- WHAT THE EXERCISE ASKS -
Please convert the stretch of data from the line containing "In an <instance>" through the line containing "rough mask: <svg" into a JSON list of strings, one string per line, leaving out any blank lines.

Stored data
____

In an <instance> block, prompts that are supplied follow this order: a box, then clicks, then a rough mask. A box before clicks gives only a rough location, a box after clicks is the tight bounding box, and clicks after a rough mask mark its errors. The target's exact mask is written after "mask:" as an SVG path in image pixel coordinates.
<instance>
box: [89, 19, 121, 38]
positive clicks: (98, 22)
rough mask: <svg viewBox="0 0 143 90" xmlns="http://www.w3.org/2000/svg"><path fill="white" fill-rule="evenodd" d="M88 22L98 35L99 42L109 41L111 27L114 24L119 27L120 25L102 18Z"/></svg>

____

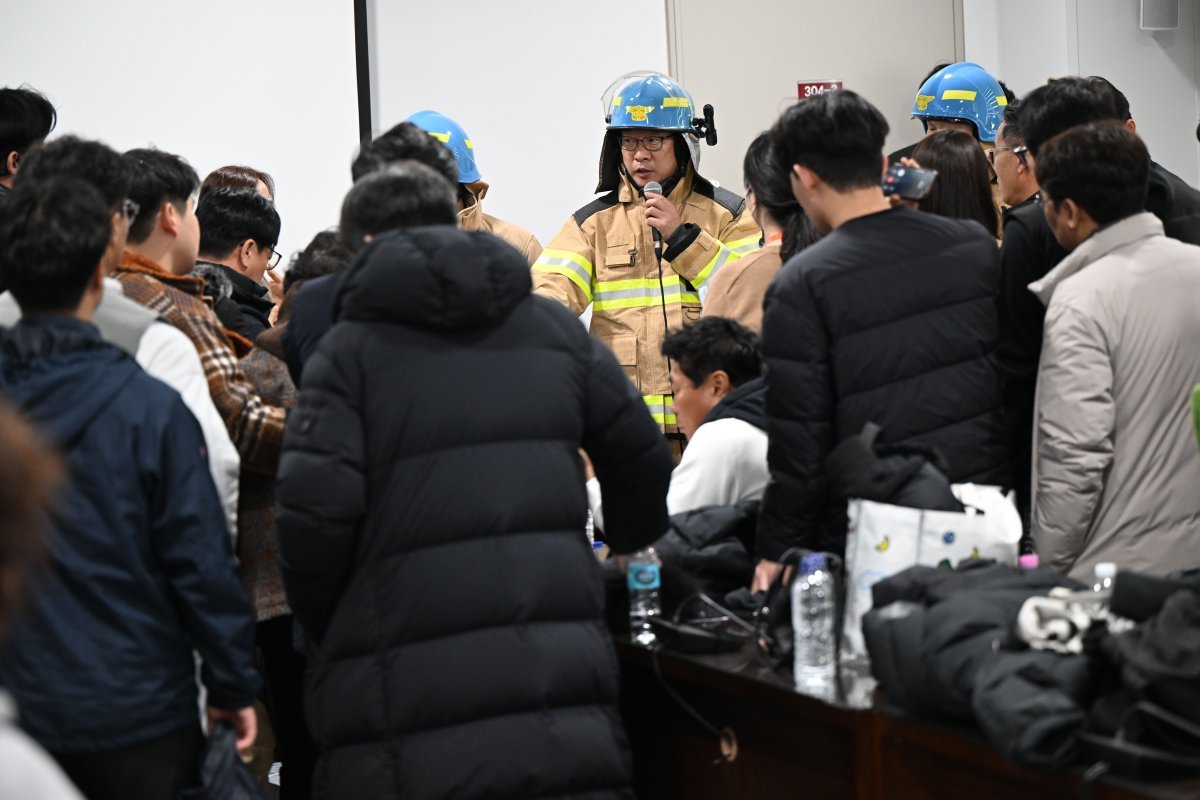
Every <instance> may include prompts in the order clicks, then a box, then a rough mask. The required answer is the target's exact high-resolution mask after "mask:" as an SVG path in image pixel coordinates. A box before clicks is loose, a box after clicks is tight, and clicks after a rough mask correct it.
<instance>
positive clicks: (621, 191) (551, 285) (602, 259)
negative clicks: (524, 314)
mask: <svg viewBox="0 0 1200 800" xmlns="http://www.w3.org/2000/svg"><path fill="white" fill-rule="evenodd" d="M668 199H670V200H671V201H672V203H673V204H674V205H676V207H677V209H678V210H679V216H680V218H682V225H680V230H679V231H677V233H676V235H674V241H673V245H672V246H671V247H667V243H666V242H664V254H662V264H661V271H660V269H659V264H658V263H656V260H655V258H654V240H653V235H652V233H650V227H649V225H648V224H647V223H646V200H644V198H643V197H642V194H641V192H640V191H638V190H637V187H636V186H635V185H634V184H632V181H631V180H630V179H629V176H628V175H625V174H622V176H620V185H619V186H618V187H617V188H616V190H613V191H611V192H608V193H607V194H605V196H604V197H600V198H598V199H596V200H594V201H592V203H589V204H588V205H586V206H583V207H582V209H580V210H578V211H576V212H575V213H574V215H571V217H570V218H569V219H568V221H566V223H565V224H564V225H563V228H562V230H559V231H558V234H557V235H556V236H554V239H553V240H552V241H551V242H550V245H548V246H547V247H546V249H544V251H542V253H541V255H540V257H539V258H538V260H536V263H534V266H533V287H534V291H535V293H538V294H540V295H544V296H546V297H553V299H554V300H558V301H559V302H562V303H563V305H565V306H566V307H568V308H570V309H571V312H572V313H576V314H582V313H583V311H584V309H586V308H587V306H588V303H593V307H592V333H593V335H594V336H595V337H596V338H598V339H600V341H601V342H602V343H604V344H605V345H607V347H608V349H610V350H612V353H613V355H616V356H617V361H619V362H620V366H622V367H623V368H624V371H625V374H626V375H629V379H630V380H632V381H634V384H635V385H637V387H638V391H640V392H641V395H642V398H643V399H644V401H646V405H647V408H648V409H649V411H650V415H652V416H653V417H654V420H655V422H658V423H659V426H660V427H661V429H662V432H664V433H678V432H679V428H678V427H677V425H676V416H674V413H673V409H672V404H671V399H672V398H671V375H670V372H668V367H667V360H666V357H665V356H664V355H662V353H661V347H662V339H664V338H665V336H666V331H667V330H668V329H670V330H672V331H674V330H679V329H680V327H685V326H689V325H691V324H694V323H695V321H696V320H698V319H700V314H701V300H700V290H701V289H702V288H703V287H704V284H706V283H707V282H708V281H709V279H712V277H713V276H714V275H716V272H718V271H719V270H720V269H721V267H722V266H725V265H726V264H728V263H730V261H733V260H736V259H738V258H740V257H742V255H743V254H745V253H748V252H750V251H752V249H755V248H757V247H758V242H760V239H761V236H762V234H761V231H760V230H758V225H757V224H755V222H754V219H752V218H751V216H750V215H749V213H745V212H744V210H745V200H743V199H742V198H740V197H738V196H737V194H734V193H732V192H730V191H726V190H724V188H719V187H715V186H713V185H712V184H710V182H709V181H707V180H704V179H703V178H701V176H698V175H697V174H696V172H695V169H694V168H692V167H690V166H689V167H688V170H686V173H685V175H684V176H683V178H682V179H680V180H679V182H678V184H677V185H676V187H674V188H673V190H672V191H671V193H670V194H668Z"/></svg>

____

- ANSWER BOX -
[
  "In an <instance> block, prompts that are supplied follow this order: a box, then clicks, then a rough mask. A box before clicks gives only a rough location, a box after clicks is the tight bounding box, and clicks after a rough mask mark its errors. The target's exact mask is written after \"mask:\" as an SVG path in image pixel coordinates.",
  "<instance>",
  "box: [89, 19, 121, 38]",
  "positive clicks: (98, 22)",
  "rough mask: <svg viewBox=\"0 0 143 90\" xmlns=\"http://www.w3.org/2000/svg\"><path fill=\"white\" fill-rule=\"evenodd\" d=\"M88 22L98 35L99 42L109 41L111 27L114 24L119 27L120 25L102 18Z\"/></svg>"
]